━━ DATA PROVIDED
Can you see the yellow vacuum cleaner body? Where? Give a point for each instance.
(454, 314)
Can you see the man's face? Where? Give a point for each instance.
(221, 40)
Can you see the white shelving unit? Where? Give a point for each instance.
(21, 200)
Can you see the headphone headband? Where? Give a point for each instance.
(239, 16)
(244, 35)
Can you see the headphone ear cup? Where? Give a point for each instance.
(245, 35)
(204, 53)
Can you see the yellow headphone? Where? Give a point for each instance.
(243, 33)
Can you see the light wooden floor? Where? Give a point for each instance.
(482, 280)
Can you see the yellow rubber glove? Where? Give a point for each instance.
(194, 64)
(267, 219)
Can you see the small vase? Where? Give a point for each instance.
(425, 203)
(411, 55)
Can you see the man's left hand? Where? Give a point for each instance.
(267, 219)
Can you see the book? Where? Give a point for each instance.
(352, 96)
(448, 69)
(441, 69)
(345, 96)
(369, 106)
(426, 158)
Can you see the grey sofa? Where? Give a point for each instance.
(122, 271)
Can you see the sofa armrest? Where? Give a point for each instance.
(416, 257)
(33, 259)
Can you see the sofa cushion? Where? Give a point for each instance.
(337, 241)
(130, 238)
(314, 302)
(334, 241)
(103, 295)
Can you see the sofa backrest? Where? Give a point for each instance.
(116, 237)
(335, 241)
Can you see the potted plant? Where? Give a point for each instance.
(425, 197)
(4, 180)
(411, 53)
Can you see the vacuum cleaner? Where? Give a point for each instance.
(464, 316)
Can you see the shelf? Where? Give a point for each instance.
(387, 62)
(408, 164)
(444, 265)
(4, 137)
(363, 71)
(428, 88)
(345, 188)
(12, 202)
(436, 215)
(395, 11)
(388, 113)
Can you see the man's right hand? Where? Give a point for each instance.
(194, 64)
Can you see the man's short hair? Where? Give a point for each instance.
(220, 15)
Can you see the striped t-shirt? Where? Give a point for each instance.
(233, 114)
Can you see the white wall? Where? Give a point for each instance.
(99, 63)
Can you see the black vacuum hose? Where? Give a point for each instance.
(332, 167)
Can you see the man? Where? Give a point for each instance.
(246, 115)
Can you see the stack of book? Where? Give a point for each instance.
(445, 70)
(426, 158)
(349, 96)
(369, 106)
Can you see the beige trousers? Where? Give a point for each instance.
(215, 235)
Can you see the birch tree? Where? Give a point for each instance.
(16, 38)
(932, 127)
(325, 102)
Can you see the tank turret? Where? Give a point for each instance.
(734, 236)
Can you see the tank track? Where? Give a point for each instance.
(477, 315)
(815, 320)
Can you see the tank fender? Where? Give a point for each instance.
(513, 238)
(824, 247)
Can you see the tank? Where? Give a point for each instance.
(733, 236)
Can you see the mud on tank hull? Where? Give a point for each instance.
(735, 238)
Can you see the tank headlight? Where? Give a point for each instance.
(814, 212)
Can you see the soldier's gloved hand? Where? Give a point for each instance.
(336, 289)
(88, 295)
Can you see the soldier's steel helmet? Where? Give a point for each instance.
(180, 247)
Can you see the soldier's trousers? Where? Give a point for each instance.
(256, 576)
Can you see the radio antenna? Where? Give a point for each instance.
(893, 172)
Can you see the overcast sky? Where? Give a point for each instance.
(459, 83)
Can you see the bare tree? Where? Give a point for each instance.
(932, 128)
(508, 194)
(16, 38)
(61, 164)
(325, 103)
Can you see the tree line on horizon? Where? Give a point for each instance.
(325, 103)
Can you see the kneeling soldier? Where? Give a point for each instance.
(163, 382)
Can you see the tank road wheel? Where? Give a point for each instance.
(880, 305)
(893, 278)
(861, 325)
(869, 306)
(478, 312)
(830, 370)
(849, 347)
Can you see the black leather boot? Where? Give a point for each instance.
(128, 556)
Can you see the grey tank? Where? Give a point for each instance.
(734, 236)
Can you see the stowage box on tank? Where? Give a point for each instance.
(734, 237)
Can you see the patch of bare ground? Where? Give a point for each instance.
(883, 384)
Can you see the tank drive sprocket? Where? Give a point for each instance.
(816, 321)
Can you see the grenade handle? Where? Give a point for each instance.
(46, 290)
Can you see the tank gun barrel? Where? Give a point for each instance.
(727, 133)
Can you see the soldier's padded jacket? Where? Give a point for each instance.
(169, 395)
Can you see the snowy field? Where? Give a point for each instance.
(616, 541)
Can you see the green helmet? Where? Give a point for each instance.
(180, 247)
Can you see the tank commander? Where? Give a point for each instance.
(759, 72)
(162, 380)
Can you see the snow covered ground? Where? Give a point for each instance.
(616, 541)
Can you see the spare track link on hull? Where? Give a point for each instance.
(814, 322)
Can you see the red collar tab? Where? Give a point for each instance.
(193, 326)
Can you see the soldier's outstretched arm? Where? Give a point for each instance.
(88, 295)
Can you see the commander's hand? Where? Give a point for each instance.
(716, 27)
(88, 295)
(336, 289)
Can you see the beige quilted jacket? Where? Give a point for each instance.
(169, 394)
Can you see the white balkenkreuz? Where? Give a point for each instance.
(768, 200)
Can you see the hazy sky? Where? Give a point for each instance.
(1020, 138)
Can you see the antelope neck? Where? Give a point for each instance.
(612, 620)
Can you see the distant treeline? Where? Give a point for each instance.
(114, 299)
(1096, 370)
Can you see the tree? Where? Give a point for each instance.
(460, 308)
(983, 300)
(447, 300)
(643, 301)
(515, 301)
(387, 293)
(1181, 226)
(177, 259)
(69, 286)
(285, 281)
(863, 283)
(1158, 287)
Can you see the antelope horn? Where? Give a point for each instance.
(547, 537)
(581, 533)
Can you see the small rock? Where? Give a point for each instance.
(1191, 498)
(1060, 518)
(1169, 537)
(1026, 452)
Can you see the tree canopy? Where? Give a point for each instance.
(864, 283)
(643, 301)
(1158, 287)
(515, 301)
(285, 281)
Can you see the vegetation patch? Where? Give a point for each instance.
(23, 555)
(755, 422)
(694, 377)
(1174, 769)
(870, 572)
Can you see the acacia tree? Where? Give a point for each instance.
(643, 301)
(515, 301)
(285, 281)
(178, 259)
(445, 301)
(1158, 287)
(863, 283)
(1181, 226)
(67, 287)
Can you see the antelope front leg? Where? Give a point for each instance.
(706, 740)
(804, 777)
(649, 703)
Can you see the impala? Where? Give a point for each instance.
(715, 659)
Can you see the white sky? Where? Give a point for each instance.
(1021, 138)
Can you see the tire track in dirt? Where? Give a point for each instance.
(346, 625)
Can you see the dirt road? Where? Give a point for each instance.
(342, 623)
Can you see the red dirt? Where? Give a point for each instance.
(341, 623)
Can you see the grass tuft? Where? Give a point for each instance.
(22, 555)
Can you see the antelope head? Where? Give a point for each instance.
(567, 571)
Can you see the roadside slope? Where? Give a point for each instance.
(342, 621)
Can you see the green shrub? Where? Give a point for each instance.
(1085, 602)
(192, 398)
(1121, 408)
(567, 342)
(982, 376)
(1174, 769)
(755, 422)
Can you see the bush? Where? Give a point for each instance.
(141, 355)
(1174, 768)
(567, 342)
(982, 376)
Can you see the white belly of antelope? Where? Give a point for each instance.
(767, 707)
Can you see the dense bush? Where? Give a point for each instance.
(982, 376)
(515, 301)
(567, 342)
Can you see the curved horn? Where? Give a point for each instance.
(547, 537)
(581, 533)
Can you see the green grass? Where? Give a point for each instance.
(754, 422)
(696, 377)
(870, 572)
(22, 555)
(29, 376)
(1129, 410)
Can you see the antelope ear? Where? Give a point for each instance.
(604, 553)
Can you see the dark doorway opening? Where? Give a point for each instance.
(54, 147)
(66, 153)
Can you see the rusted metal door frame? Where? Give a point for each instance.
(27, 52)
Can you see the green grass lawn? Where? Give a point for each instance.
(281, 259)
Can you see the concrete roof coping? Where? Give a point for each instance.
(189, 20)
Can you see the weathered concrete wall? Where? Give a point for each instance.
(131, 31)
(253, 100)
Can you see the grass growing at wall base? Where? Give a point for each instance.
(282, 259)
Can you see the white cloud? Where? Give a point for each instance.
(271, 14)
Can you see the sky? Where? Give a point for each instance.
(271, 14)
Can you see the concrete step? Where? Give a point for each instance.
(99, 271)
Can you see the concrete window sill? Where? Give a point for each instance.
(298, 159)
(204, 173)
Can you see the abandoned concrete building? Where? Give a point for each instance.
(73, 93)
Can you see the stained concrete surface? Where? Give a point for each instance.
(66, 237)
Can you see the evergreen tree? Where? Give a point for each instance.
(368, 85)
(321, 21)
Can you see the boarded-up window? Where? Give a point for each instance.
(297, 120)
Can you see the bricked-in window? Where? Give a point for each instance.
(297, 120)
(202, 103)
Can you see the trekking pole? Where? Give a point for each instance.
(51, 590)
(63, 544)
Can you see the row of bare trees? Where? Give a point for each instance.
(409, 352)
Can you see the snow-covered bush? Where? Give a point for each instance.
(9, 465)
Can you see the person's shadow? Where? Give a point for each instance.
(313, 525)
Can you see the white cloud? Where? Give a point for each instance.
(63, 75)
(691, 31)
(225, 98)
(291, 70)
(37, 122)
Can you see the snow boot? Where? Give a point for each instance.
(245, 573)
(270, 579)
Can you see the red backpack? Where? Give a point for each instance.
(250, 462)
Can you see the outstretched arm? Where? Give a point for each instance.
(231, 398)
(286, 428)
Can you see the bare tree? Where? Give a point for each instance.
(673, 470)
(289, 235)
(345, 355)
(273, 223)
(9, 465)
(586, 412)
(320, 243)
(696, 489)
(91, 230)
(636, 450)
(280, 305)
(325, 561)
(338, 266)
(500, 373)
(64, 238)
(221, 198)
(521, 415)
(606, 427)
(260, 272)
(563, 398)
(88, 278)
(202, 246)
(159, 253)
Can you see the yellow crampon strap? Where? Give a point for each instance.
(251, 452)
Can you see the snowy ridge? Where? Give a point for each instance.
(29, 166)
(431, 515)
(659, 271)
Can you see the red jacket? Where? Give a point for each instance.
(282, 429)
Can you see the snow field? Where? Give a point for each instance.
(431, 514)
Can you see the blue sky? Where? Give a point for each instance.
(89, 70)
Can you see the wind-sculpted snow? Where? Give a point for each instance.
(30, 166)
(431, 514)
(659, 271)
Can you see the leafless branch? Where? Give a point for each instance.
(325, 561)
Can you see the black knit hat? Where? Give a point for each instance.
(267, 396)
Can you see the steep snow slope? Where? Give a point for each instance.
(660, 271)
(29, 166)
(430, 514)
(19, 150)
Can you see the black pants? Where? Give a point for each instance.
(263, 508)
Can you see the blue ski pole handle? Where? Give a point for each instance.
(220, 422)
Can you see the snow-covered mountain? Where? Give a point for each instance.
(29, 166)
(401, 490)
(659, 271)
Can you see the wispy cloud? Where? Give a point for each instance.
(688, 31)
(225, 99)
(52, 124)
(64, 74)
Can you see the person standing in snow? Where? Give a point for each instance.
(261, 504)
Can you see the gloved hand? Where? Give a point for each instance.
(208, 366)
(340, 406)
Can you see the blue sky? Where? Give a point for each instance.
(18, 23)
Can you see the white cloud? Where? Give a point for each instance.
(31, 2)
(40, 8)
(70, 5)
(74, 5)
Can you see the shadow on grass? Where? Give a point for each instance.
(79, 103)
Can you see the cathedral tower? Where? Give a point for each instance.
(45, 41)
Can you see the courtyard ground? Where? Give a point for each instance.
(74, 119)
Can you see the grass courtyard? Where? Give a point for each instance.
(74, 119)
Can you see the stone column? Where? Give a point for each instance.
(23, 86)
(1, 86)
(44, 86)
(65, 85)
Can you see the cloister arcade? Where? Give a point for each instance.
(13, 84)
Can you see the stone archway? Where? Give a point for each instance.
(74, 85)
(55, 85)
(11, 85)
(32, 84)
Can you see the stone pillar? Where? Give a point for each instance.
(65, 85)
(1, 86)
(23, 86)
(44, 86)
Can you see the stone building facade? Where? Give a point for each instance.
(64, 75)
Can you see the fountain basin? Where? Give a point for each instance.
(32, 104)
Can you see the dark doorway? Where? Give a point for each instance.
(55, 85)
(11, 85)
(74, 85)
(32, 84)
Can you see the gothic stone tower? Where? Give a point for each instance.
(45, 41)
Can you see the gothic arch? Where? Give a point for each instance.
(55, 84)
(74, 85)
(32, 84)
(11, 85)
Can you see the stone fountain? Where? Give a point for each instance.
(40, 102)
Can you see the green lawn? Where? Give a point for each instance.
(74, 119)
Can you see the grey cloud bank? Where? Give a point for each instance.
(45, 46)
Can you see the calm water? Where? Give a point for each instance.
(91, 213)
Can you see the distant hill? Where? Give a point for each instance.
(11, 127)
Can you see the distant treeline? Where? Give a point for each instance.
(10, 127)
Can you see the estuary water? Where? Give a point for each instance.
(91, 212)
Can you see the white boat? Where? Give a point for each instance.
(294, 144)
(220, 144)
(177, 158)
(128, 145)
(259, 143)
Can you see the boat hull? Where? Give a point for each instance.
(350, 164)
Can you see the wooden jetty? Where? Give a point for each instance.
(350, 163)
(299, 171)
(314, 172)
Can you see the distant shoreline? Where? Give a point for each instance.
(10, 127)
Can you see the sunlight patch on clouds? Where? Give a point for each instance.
━━━━
### WHAT THE TASK REQUIRES
Nothing but the lines from the line containing "Can you see the dark doorway?" through the final line of the entries should appear in your answer, copied exactly.

### ANSWER BOX
Can you see the dark doorway? Where? Give a point for each instance.
(55, 85)
(11, 85)
(74, 85)
(32, 84)
Can you see the gothic stone tower? Where? Give a point for each instance.
(45, 41)
Can you see the gothic arch? Where? Give a point for each instance.
(55, 84)
(74, 85)
(32, 84)
(11, 85)
Can you see the stone fountain? Where? Give a point for each instance.
(40, 102)
Can you see the green lawn? Where? Give a point for each instance.
(74, 119)
Can you see the grey cloud bank? Where? Give a point for each instance.
(45, 46)
Can you see the calm water? Where? Give a point for each instance.
(91, 213)
Can you see the distant hill? Where? Give a point for each instance.
(11, 127)
Can you see the distant treeline? Where? Give a point for each instance.
(10, 127)
Can you see the estuary water? Where? Give a point for each instance.
(91, 212)
Can you see the white boat? Where? Give a point for each instance.
(294, 144)
(220, 144)
(177, 158)
(128, 145)
(259, 143)
Can you see the boat hull? Where? Give a point for each instance.
(350, 164)
Can you see the wooden jetty? Where? Give a point for each instance.
(350, 163)
(299, 171)
(314, 172)
Can you see the distant shoreline? Where? Give a point for each instance.
(10, 127)
Can you see the sunlight patch on clouds? Where? Give a point for each instance.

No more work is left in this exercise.